(Stored dataset items)

___

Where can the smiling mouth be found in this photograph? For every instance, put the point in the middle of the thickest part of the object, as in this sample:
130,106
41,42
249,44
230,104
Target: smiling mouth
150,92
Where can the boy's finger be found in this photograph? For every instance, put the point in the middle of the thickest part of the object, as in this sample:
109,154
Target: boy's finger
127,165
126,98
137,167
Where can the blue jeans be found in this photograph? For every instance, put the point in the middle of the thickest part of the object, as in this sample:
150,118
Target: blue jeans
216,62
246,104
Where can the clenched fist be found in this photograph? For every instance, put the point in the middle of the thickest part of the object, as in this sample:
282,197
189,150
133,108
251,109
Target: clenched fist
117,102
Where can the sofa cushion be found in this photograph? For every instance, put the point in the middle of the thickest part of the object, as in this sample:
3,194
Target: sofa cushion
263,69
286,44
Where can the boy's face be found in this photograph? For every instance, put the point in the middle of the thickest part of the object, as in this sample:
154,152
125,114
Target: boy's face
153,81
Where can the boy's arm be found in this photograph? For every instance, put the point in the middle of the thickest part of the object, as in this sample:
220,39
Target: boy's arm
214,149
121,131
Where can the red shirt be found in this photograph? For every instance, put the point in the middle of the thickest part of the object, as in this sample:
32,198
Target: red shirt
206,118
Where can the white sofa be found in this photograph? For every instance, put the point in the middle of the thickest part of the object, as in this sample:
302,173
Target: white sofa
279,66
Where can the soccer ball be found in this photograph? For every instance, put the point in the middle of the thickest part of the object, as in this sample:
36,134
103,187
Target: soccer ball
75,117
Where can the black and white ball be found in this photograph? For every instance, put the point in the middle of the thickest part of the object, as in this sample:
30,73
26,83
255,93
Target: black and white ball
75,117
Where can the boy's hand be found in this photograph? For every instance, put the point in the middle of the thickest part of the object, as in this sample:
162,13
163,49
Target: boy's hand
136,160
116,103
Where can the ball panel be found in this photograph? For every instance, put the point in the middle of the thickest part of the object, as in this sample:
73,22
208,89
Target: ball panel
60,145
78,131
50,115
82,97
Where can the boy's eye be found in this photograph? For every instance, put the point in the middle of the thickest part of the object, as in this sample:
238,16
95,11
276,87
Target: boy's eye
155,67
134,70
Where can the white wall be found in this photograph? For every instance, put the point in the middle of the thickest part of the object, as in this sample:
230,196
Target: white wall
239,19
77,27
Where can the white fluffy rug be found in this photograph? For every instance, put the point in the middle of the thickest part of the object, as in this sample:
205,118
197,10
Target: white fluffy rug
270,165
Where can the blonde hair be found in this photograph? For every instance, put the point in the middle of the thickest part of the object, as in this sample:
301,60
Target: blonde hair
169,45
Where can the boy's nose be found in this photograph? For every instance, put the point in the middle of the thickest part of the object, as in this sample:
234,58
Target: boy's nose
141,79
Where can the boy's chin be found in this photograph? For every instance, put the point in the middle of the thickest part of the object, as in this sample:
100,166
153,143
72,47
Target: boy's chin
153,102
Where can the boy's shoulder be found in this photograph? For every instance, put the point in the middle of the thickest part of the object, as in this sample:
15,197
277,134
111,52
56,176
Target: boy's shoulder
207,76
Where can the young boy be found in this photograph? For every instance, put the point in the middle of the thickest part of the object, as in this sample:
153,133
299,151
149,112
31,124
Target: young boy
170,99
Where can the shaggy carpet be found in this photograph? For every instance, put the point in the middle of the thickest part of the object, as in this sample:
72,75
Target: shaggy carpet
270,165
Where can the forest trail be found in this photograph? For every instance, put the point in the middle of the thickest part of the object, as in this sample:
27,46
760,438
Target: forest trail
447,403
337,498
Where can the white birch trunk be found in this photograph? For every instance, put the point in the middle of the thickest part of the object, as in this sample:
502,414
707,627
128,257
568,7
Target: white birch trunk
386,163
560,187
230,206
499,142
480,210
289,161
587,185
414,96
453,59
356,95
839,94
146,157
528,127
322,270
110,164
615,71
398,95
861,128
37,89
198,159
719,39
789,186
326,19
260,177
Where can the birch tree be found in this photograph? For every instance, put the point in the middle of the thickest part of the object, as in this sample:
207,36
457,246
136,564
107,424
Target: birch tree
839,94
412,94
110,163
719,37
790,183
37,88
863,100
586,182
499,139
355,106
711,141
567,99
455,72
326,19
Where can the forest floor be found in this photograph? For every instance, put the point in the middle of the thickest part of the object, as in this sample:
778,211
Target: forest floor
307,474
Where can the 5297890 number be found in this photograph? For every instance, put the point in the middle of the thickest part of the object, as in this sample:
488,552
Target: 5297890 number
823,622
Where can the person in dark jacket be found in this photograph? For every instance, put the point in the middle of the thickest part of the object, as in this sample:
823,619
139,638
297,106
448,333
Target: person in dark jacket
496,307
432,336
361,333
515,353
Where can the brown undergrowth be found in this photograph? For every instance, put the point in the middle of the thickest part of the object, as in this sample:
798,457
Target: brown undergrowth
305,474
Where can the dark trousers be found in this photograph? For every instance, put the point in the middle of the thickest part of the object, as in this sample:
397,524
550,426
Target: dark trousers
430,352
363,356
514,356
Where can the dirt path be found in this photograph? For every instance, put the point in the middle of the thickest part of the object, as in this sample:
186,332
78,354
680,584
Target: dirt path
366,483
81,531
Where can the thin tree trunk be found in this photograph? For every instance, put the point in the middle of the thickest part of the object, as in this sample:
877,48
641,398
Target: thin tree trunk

___

▶ To be done: The line containing "Where can the forest floor" and every line after it, through the end of the records, should be repeated exactly and alone.

▶ Solution to this task:
Where can the forest floor be found in this photograph? For every instance, put the point in the middle of the thickest part of the object, as in this sample:
778,211
Target: forest floor
307,474
Where can the 5297890 number be found in this photograph? For every instance, put the point in the middle of the thickest part of the object, as in this sample:
488,552
Target: 5297890 number
823,622
Where can the person in dark jacket be found in this photograph? For every instance, put the point in the middle of the thickest part of the object, as in this sample:
823,619
139,638
297,106
448,333
Target: person in dark jacket
496,307
432,336
361,333
515,353
Where can the brown undergrowth be found in this photograph? For every instance, put the point in the middle of the thickest part of the object, as in this sample:
798,457
Target: brown undergrowth
305,474
Where can the dark trousers be found in this photograph? For every instance, put the point in the middle of the thickest part of the object, as in this sample:
397,524
550,426
Target: dark trousers
430,352
363,356
514,356
Where can the dirt path be found in this photograph? For every instance, put the point in the middle of the thickest part of the object, as in this sample:
186,332
78,354
680,584
Target: dirt path
366,483
81,531
Where can the thin tree trunk be found in this photograph? For every instance, put the point in the middle of the thickest part of the object, as in this sample:
877,48
641,398
Target: thin tree trunk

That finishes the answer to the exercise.